• _Fragmento dado_
Estas observaciones aplican no sólo a los sistemas religiosos que se alega han influido la concepción del cristianismo, sino a aquellos con los que se halló tan pronto brotó del judaísmo, su cuna. Aquí estamos cara a cara con la historia y no con meras hipótesis y suposiciones. Pues el cristianismo, en su primer esfuerzo por realizar su destino como religión universal, entró en contacto con dos poderosos sistemas religiosos: la religión de Roma, y el muy difundido cuerpo de pensamiento, más una filosofía que un credo, prevaleciente en el mundo de habla griega.

El efecto de la religión nacional de la Roma pagana en el cristianismo primitivo tuvo que ver con los ritos y ceremonias, más bien que con puntos de doctrina, y se debió a las causas generales antedichas. Con la filosofía griega, por otro lado, que representaba los más altos esfuerzos del intelecto humano para explicar la vida y la experiencia y para alcanzar el Absoluto, el cristianismo, el cual profesa resolver todos los problemas, tuvo natural y necesariamente muchos puntos de contacto.

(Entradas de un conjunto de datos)
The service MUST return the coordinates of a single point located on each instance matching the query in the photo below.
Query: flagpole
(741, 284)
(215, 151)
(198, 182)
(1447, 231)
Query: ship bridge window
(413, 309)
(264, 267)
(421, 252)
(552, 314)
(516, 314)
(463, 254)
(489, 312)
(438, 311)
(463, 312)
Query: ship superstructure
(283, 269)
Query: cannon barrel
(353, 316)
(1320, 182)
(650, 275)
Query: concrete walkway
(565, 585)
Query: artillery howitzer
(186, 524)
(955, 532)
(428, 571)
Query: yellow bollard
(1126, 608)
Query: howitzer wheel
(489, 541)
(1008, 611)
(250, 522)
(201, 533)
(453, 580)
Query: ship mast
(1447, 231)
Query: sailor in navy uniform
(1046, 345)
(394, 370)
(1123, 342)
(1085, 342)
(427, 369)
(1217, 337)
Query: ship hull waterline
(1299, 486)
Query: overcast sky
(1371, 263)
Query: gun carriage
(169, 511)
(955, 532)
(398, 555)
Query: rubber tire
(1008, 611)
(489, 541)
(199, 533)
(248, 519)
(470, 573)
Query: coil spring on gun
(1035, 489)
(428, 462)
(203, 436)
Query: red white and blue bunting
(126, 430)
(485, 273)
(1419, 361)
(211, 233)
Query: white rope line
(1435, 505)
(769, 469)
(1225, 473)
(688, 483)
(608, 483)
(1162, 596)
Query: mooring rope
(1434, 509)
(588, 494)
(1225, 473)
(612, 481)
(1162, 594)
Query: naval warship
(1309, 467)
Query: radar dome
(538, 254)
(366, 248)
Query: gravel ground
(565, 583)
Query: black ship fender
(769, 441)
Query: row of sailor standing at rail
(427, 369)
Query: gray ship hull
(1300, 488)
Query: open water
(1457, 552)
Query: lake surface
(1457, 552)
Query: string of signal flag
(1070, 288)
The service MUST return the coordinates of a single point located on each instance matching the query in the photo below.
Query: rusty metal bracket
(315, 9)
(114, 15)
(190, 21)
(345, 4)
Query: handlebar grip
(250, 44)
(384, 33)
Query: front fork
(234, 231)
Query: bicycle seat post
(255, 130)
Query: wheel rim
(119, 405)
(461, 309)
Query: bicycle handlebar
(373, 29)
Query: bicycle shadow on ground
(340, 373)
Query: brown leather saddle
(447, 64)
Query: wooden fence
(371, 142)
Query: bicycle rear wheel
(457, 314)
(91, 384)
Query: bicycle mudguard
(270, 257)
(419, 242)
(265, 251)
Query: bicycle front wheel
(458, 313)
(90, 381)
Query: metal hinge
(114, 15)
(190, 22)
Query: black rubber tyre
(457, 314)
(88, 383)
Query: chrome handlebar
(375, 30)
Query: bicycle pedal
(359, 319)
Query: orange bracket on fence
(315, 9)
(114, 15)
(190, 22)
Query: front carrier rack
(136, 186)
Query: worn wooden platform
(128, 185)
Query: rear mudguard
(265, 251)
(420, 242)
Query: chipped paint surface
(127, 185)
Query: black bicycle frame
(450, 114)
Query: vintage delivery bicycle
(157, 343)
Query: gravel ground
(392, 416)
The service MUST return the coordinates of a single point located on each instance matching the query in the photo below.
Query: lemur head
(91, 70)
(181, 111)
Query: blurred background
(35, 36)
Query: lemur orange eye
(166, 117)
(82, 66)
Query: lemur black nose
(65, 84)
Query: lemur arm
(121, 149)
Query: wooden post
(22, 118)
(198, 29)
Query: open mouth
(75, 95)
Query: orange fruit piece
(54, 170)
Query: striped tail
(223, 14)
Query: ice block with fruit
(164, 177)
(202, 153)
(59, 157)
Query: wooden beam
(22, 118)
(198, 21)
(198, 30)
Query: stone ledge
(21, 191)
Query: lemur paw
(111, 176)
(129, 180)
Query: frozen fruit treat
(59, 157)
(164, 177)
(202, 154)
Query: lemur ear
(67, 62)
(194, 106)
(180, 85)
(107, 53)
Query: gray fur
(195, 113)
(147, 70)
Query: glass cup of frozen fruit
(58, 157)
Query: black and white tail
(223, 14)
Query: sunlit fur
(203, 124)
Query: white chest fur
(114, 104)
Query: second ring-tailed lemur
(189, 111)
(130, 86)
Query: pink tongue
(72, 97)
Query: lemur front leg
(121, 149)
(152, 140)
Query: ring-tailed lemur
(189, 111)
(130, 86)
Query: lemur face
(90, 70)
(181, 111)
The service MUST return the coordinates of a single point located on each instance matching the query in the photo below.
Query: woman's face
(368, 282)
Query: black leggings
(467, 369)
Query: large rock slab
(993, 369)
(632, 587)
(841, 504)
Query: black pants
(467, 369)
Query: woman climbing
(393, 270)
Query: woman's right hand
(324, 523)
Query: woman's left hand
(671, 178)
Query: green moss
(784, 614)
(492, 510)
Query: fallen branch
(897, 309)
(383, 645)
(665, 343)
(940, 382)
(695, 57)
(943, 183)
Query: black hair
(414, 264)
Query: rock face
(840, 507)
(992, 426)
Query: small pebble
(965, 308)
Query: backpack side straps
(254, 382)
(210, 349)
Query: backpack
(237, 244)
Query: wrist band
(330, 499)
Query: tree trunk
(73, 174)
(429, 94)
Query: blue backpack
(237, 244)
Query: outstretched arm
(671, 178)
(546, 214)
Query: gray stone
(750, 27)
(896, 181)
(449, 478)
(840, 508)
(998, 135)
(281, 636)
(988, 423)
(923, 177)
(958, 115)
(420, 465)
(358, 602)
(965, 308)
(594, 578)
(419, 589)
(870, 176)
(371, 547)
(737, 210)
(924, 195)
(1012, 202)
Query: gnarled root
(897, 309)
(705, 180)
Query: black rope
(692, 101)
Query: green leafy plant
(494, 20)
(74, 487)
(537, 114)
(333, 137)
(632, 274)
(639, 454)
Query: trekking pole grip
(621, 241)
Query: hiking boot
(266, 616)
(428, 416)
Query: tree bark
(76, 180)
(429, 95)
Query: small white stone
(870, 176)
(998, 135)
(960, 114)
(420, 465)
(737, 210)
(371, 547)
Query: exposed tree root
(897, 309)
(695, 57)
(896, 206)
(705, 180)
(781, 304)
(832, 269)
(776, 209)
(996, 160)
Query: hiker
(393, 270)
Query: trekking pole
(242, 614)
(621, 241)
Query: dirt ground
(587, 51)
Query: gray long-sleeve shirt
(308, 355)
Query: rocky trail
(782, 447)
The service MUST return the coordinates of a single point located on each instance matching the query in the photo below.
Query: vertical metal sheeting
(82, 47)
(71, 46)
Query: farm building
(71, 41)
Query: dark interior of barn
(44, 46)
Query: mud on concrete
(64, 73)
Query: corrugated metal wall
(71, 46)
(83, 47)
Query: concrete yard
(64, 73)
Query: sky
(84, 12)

• _Objetivo del ejercicio_
Sigue escribiendo el fragmento sobre el cristianismo primitivo y su contacto con la religión de Roma y la filosofía griega, a partir de su última oración.

• _Respuesta a continuación_
Es en esta conexión que los racionalistas modernos han puesto todo su conocimiento e investigación en el esfuerzo por demostrar que todo el sistema intelectual posterior del cristianismo es algo más o menos extraño a su concepción original. Fue la transferencia del cristianismo de un terreno semita a uno griego que explica, según Dr. Hatch (Hibbert Lectures, 1888), “por qué un sermón ético estuvo en primer plano en la enseñanza de Jesús, y un credo metafísico en primera fila del cristianismo del siglo IV.” El profesor Harnack establece el problema y lo resuelve de forma similar. Él le atribuye el cambio, según él lo concibe, de un simple código de conducta al Credo de Nicea, a las tres causas siguientes:

  • La ley universal en todo desarrollo de religión es que cuando ha muerto la primera generación de conversos que han estado en contacto, más o menos inmediato, con el fundador, y dotados con su espíritu, sus sucesores, al no tener el alcance de su credo, deben depender sobre fórmulas y dogmas.
  • La unión del Evangelio con el espíritu griego (a) debido a las conquistas de Alejandro y la subsiguiente mezcla de judíos y gentiles, (b) fortalecida luego cerca de 130 d.C. cuando los conversos griegos llevaron al cristianismo la filosofía en la cual habían sido educados, además, cerca de un siglo después, cuando los misterios y civilización griegos en su más amplia extensión fueron admitidos, y finalmente (d) cerca de mediados del siglo IV, cuando el espíritu griego finalmente prevaleció y se admitieron el politeísmo y la mitología (es decir, el culto a los santos).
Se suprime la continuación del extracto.